## What the exercise asks
Verbatim output of all the material below is required.

## Data for this task

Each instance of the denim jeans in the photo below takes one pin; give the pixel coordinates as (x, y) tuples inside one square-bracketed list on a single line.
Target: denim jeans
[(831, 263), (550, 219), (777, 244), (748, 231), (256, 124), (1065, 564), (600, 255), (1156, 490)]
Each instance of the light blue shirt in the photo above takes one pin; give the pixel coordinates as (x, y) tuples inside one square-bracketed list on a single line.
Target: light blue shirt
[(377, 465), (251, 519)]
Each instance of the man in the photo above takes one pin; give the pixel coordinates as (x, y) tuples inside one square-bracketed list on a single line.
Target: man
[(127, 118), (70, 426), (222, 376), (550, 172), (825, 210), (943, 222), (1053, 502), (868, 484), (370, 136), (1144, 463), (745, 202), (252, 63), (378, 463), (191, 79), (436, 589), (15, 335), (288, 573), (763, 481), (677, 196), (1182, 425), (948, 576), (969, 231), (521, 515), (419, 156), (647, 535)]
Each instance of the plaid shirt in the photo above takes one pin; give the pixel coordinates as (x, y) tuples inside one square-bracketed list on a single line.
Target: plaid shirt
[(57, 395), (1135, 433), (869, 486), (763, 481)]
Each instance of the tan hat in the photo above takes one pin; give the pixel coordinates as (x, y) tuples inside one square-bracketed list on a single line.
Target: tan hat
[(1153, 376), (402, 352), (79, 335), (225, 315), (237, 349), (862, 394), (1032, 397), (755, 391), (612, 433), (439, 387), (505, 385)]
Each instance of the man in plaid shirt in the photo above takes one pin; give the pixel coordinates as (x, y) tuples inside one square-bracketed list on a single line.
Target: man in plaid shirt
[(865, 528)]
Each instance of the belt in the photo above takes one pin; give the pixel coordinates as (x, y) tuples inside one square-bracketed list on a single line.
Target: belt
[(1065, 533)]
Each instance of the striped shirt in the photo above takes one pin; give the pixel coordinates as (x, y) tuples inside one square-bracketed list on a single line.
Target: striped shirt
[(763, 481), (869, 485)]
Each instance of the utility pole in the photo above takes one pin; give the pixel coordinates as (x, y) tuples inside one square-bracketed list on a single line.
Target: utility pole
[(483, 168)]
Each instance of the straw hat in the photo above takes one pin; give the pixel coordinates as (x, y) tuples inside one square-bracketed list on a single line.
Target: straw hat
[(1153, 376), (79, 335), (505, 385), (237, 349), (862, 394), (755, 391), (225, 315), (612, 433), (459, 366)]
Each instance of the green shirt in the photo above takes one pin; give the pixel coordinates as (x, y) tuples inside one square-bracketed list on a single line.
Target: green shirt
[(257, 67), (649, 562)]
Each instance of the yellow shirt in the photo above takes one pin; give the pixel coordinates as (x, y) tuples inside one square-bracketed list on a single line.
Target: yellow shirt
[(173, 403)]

## Reply
Each instance of the denim jeans in the photo below takes one pin; give the pixel coordinates as (x, y) tuples inside one square-bracketed list on a single line.
Target: denim jeans
[(831, 263), (550, 219), (777, 244), (748, 231), (256, 124), (1065, 564), (600, 255), (1156, 490)]
Each instance of the light blue shirt in the photo above takes one pin; give the pixel coordinates as (x, y) tuples inside one square-bracketed list on a single line.
Target: light blue shirt
[(377, 465), (251, 519)]
Each instance of the man in the photo above takes one pin; give the pixel coordinates as (x, y) tuples inside one square-bracketed list on a single line.
Target: man
[(127, 118), (70, 426), (222, 376), (550, 172), (825, 210), (943, 222), (1053, 502), (868, 484), (370, 136), (1144, 463), (745, 202), (252, 63), (378, 463), (191, 79), (436, 589), (15, 335), (288, 573), (763, 481), (677, 196), (1182, 425), (948, 576), (969, 231), (521, 515), (419, 156), (647, 535)]
Each instance of the plaid shirt in the photo above takes one pin; give the pixel coordinates as (x, y) tuples inside one square-bracketed list on a single line.
Target: plaid shirt
[(57, 395), (1135, 433), (869, 486), (763, 481)]
Each instance of the tan hat in the photo above takes one pin; give the pixel coordinates as (x, y) tuples inside one square-bracketed list on a single line.
Target: tan hat
[(1153, 376), (402, 352), (79, 335), (225, 315), (237, 349), (862, 394), (1032, 397), (755, 391), (612, 433), (439, 387), (505, 385)]
Each instance of the man in plaid shirt in the photo above takes one pin; give the pixel coordinates as (x, y) tuples inside one square-bracketed list on a single line.
Target: man in plaid shirt
[(865, 528)]
Each instance of the belt in the photo above takes one pin; give the pixel coordinates as (x, y) tuples inside one square-bracketed list on a single line.
Target: belt
[(1065, 533)]
Each instance of the striped shirt in the photo above takes one pin; give the pixel coordinates as (x, y) tuples inside one square-bracketed list on a single line.
Target: striped shirt
[(763, 481), (869, 485)]
Each instance of the utility pole in the photo above takes one pin; give the pixel coordinates as (x, y) tuples inside one square-bracketed list on a single line.
Target: utility pole
[(483, 168)]
Each instance of the straw hat in the photo above takes one pin; give the pixel coordinates as (x, y) tuples inside one square-bracketed list on a single line.
Target: straw hat
[(1153, 376), (79, 335), (505, 385), (237, 349), (862, 394), (755, 391), (225, 315), (612, 433), (459, 366)]
Each instance of the green shirt in the photo above takes one pin; give the pixel coordinates as (x, y) tuples inside one square-bracketed list on a single line.
Target: green shirt
[(257, 67), (649, 562)]
Each instance of the yellow shirt in the photo above takes one pin; give the pixel coordinates as (x, y) tuples inside one square-bracketed list on a single line.
Target: yellow shirt
[(173, 403)]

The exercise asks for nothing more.